_CUPLIKAN HALAMAN_:
Oleh Ev. Sindunata Kurniawan.
Kata kunci: Seringkali tujuan komunikasi bukan untuk mendengar dan mengerti informasi tapi untuk mengontrol pembicaraan, berdebat, mencari kesalahan, dan memutar balikkan pembicaraan agar menang; komunikasi yang baik dengan cara menyamakan pemahaman antara pendengar dan pembicara; ketika terjadi pembicaraan dengan emosi tinggi lebih baik berhenti, tunda dan mencari waktu lain untuk dilanjutkan; sikap rendah hati menolong untuk memiliki sudut pandang yang berbeda.
TELAGA 2019
Saudara-Saudara pendengar yang kami kasihi di mana pun Anda berada, Anda kembali bersama dengan kami dalam acara TELAGA (TEgur Sapa GembaLA KeluarGA). Acara ini diselenggarakan oleh Lembaga Bina Keluarga Kristen (LBKK) bekerjasama dengan radio kesayangan Anda ini. Saya, Yosie, akan berbincang-bincang dengan Bapak Ev. Sindunata Kurniawan, MK. Beliau adalah seorang pakar dalam bidang konseling keluarga. Perbincangan kami kali ini tentang "Terampil Bicara dan Mendengarkan". Kami percaya acara ini bermanfaat bagi kita sekalian dan dari studio kami mengucapkan selamat mengikuti.
Y : Pak Sindu, topik tentang "Terampil Bicara dan Mendengarkan" berbicara tentang konteks apa dan mengapa topik ini penting untuk kita pelajari bersama?
SK : Pembahasan ini berkaitan erat dengan komunikasi dalam pernikahan, Bu Yosie.
Y : Konteksnya berarti pernikahan ya, Pak?
SK : Iya. Dan juga bisa diterapkan di kehidupan yang lain di luar pernikahan juga karena komunikasi itu bersifat universal. Jadi memang beberapa ahli membuat sebuah rumusan yang menarik diantaranya bahkan sukses sebuah pernikahan ditentukan oleh cara menghadapi konflik dan ketidaksepakatan, bukan ditentukan oleh besarnya cinta, puasnya kehidupan seks dan berlimpah uang. Kemudian juga ada kalimat yang lain dari penulis yang lain, masalah utama pernikahan dewasa ini bukanlah seks, bukanlah tentang uang, bukanlah tentang membesarkan anak-anak; masalah utama dalam pernikahan dewasa ini adalah pada hilangnya komunikasi antara suami dan istri.
Y : Dengan kata lain, dalam pernikahan kadang kala masalah memang tidak terelakkan, tetapi bagaimana kita bisa mengkomunikasikannya dengan baik.
SK : Benar. Jadi soal uang, soal seks, soal membesarkan anak-anak itu tetap ada solusinya. Asalkan ada komunikasi. Komunikasi, Bu Yosie, itu adalah hal menyampaikan fakta, pikiran, perasaan sedemikian rupa sehingga kedua belah pihak merasa saling dimengerti. Jadi dari penjelasan ini kita bisa mengekstrak bahwa komunikasi itu bukan hanya soal berbicara, tapi juga soal mendengar untuk mengerti.

_SOAL DAN TUGAS_:
1. Dalam perbincangan tentang terampil bicara dan mendengarkan, apa yang disebut sebagai masalah utama pernikahan dewasa ini?
2. Teruskan perbincangan tentang terampil bicara dan mendengarkan, mulai setelah kalimat terakhir yang ditampilkan.

_Entri dataset_:

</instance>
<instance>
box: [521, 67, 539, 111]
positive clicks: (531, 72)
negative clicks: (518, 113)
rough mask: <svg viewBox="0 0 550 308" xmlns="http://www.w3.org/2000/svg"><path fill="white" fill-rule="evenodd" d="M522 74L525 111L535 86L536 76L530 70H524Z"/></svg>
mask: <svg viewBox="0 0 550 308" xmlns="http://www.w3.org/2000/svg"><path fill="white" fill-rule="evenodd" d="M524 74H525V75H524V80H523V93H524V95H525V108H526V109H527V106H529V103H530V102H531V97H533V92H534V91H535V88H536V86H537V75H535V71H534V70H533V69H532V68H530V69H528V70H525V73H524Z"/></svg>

_JAWABAN BERNOMOR_:
1. Hilangnya komunikasi antara suami dan istri.

2.
Y : Setuju Pak. Kadang kala kita tidak bisa berkomunikasi bukan tidak bisa bicara, tapi sulit mengerti apalagi dengan pasangan.
SK : Iya. Kenapa sulit mengerti? Karena mendengarnya untuk menjawab, mendengar untuk berdebat. Mendengar untuk mencari kelemahan dari rekan bicara untuk diputar balik supaya menang. Itulah yang menggagalkan komunikasi terjalin. Firman Tuhan sendiri saya kutip dari Yakobus 1:19-20 saya bacakan dari versi bahasa Indonesia sehari-hari "Perhatikanlah ini baik-baik, Saudara-saudara yang tercinta! Setiap orang harus cepat untuk mendengar, tetapi lambat untuk berbicara dan lambat untuk marah. Orang yang marah tidak dapat melakukan yang baik, yang menyenangkan hati Allah." Jadi jauh sebelum ada pakar komunikasi atau buku-buku tentang komunikasi, firman Tuhan sudah menandaskan bahwa mendengar itu jauh lebih penting daripada sebatas hanya berbicara. Dan mendengar itu akan menolong kita mendengar yang baik, mendengar yang tepat, mendengar yang sesungguh-sungguhnya itu akan memperlambat emosi, amarah meledak.
Y : Iya. Firman Tuhan yang mengatakan. Kalau begitu bagaimana Pak mendengar yang benar tadi, mendengar yang sungguh, mendengar yang tepat?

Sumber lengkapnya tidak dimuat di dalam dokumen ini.